Timings : Monday to Friday – 9.00 AM to 3.00 PM Saturday – 9.00 AM to 12.00 PM Sunday – Closed
Time Required : 2-4 hours
Entry Fee : With tasting Adults – INR 150 Children – INR 90
Without tasting Adults – INR 100 Children – INR 65
Rault Biscuit Factory, Mauritius Overview
The root of any country incomplete without its history and Mauritius isn't an exception in this regard. Most of the tourist attractions of Mauritius have stories to tell you which define the very origins of this island nation. Like a cup of tea is incomplete without biscuits, Mauritius is incomplete without its history as well. Speaking of cookies and history, there is one place in Mauritius which has both of these in common - the Rault Biscuit Factory or 'Biscuiterie Rault' as it is known locally.
Situated in the northern side of Mahebourg, the Rault Biscuit Factory is a family business found and owned by the Rault-Seneque family back in 1870 whose biscuits are one-of-a-kind in the world. They specialise in differently flavoured cookies which are made in a traditional method that has remained unchanged even after being carried forward through 140 years since its creation. A trip to the Rault Biscuit Factory will take you back to a historical ambience of the days gone and will familiarise you with the entire line of different biscuits.
Back in 1735, Mahe de Labourdonnais brought a South American tuber known as manioc or cassava into Mauritius. The sugar estates grew it and used it as cattle feed for the oxen. It was around 1868 when Hilarion Rault, the founder of Rault Biscuit Factory, came up with a recipe for biscuits using cassava as the main ingredient. After getting the necessary support and encouragement from his family members, he launched those biscuits in the local market by the name “Biscuits Manioc”. Although the cookies were enjoyed by the people very much, it didn’t become trendy as it was perceived as cattle feed.

— Problems and tasks —
A. Answer the following from the Rault Biscuit Factory page:
(i) What is the entry fee for adults with tasting?
(ii) In what year did the Rault-Seneque family found the business?
(iii) Who brought manioc into Mauritius, and in what year?
B. Reproduce word for word the passage of the Rault Biscuit Factory page starting with "Back in 1735, Mahe" and going on through "as cattle feed.".
The listing that follows is not required for this work.

— Data section —
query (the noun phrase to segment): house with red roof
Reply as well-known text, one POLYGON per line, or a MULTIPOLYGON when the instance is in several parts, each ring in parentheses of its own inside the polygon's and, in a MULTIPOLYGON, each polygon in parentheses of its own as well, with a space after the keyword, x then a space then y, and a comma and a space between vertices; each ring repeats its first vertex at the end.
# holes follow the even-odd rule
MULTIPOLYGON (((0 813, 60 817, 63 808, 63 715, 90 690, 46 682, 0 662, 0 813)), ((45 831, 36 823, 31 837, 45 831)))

— The solutions —
A.
(i) INR 150
(ii) 1870
(iii) Mahe de Labourdonnais, in 1735

B.
Back in 1735, Mahe de Labourdonnais brought a South American tuber known as manioc or cassava into Mauritius. The sugar estates grew it and used it as cattle feed for the oxen. It was around 1868 when Hilarion Rault, the founder of Rault Biscuit Factory, came up with a recipe for biscuits using cassava as the main ingredient. After getting the necessary support and encouragement from his family members, he launched those biscuits in the local market by the name “Biscuits Manioc”. Although the cookies were enjoyed by the people very much, it didn’t become trendy as it was perceived as cattle feed.